## ASSIGNED TASK
Could you retype every line below exactly, omitting the images?

*** Opening of TASK INPUTS ***

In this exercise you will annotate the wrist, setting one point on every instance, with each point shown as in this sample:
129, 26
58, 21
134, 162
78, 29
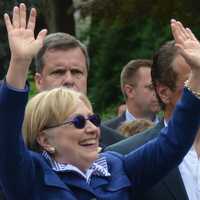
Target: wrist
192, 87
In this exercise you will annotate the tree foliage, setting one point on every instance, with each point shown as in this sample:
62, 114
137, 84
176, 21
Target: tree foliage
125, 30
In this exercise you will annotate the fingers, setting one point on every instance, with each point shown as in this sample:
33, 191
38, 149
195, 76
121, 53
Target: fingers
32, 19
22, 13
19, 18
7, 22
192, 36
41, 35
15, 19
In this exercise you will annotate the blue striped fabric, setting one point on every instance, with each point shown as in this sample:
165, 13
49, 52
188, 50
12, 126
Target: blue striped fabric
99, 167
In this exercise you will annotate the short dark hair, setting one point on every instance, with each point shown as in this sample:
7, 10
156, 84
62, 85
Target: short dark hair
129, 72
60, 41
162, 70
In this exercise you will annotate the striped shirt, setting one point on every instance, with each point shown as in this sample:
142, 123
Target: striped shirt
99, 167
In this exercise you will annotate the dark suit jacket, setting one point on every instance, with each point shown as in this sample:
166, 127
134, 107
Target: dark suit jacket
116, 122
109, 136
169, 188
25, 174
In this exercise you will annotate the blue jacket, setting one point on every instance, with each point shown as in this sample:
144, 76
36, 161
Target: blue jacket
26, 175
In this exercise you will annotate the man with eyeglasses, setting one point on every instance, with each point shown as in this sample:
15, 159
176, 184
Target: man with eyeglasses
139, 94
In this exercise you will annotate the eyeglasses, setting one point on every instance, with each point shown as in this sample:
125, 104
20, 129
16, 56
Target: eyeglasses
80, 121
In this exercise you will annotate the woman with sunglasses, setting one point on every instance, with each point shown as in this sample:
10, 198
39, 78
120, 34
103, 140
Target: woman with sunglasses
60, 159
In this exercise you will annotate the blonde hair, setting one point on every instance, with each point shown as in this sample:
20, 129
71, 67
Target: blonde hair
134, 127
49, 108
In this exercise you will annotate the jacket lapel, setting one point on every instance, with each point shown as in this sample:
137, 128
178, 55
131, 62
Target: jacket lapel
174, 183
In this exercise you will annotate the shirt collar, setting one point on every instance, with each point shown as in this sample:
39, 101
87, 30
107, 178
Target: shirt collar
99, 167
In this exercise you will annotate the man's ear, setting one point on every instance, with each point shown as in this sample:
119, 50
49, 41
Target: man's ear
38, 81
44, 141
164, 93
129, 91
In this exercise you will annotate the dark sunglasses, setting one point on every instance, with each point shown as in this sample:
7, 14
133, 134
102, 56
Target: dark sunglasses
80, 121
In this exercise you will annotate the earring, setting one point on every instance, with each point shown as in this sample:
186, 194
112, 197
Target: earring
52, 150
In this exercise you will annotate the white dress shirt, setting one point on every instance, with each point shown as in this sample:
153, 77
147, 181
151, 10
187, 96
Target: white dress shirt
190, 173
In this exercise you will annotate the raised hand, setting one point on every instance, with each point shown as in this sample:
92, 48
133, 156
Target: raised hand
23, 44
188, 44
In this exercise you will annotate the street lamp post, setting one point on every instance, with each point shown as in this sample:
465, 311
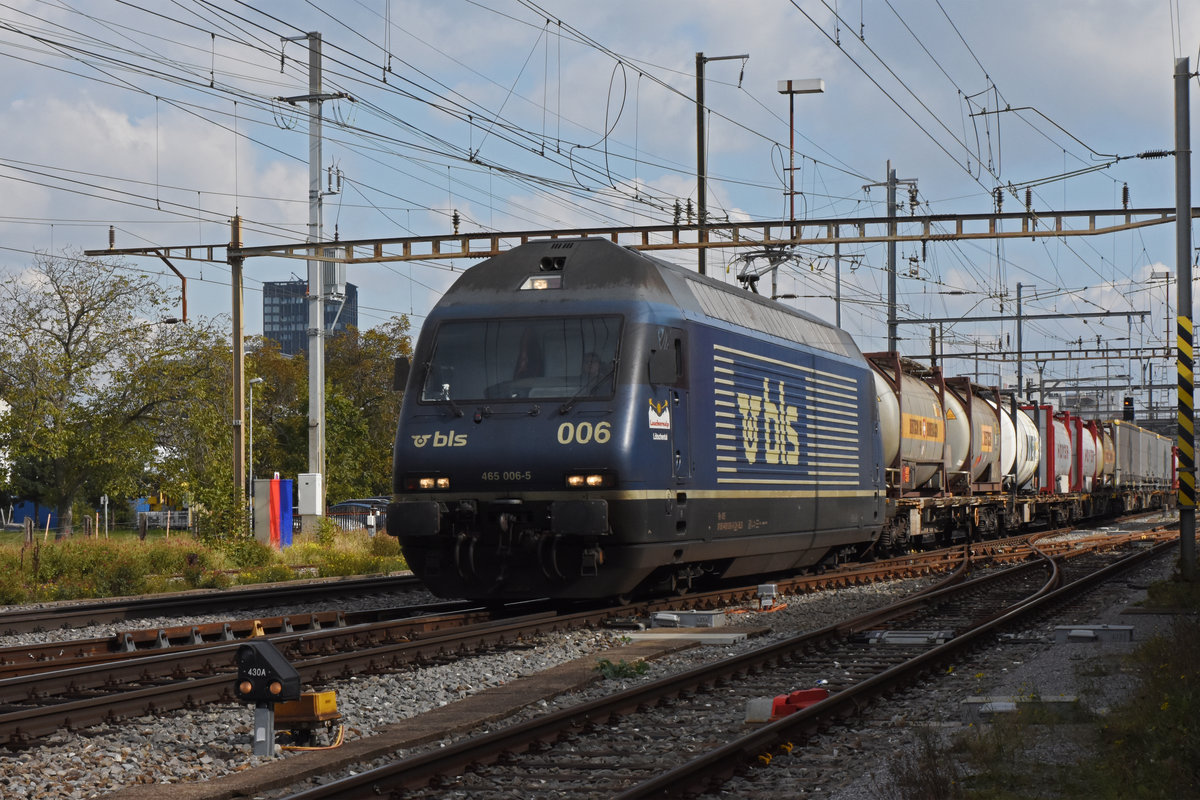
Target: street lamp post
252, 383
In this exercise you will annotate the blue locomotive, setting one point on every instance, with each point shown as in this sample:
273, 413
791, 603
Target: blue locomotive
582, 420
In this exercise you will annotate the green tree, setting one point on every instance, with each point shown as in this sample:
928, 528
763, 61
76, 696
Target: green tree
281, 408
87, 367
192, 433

*** Close of TASK INPUTS ***

## ANSWER SPACE
In this exercise you will annotate the wrist, setting one point on every instance, with each point shown as in this sample:
129, 26
58, 21
134, 162
78, 29
Target: wrist
192, 87
In this exercise you will annotate the tree foliage, setting one point on every instance, with each point shown as in this sample:
62, 114
137, 84
176, 21
Target: tree foliage
125, 30
In this exercise you will annotate the fingers, setting one point on every instance, with each point shown as in this sample:
33, 191
38, 149
195, 76
121, 53
Target: fingers
32, 19
22, 13
19, 18
7, 22
192, 36
41, 35
15, 19
In this exercise you will annotate the blue striped fabric, setting one point on every instance, with each point shown as in this sample:
165, 13
49, 52
188, 50
12, 126
Target: blue striped fabric
99, 167
In this exercise you will annotate the short dark hair, setting one point on every instance, with each point shown as in this sample:
7, 10
156, 84
62, 85
Target: short dark hair
129, 72
60, 41
162, 70
In this exercise you will annotate the striped shirt, setting one point on every instance, with each point shown as in this sample:
142, 123
Target: striped shirt
99, 167
In this exercise you will annotate the dark suit jacket, setting one point on every instance, with each point shown as in this sample:
166, 127
134, 107
Target: dark suit jacket
116, 122
109, 136
169, 188
25, 174
In this exercise you will annotate the blue jacket, setting one point on every instance, with each point shown as in this sample:
144, 76
36, 161
Target: blue jacket
26, 175
In this exercise you will annotate the man with eyeglasses, setting one point on every instance, with each point shown as in this sample:
15, 159
176, 184
Target: man with eyeglasses
139, 94
In this exercise you will annotate the eyeglasses, setting one point on every instance, with each point shown as in this sample:
125, 104
20, 129
16, 56
Target: eyeglasses
80, 121
In this exercise you will annotate the woman with sunglasses, setting one point on every instance, with each point shown as in this sample:
10, 198
39, 78
120, 34
103, 140
Target: woman with sunglasses
60, 159
In this exercise you will annotate the blonde hair, setting one point on every instance, with each point shown as in this sample:
20, 129
71, 67
Target: blonde hair
134, 127
49, 108
In this exercise you will annotate the jacket lapel, setting one point on every instance, with each point shown as in this sample:
137, 128
178, 55
131, 62
Target: jacket lapel
174, 183
In this exercise you will annotate the shirt collar, setting one point on every instance, with each point shown as in this sample:
39, 101
87, 30
107, 178
Target: shirt collar
99, 167
In this exercise you will annotate the man's ear, setting one point on every instance, with each point shown as in this sample:
119, 50
49, 41
Target: man's ear
38, 81
44, 141
164, 93
129, 91
In this exercise you will annotate the dark sunglasses, setting one point on every instance, with each point shown as in this sample:
7, 14
133, 134
102, 56
Target: dark sunglasses
80, 121
In this exercise you will annotate the earring, setting one point on every instance, with each point shown as in this sample:
186, 194
112, 197
Target: earring
52, 150
In this exercise you will annotate the white dress shirt, setting one point on every instance, with each point shown as in this sample:
153, 77
147, 181
151, 10
187, 96
Target: white dress shirt
190, 173
In this exercise you will annotate the raised hand, setting one point on every instance, with each point shown as in this sample:
92, 48
133, 156
Target: raised hand
23, 44
188, 44
In this exercise you will annotate the street lamp post, setting one point on every instance, with each point shown as in this sample:
465, 311
Target: street lamp post
252, 383
In this exercise you will annotate the blue locomotive, setting one point on every instance, with each point shown as in this sample:
273, 413
791, 603
Target: blue locomotive
582, 420
In this exercise you will annotate the green tree, setting one point on every instance, with each point shown as in this sample:
928, 528
763, 61
76, 696
Target: green tree
281, 408
87, 367
192, 433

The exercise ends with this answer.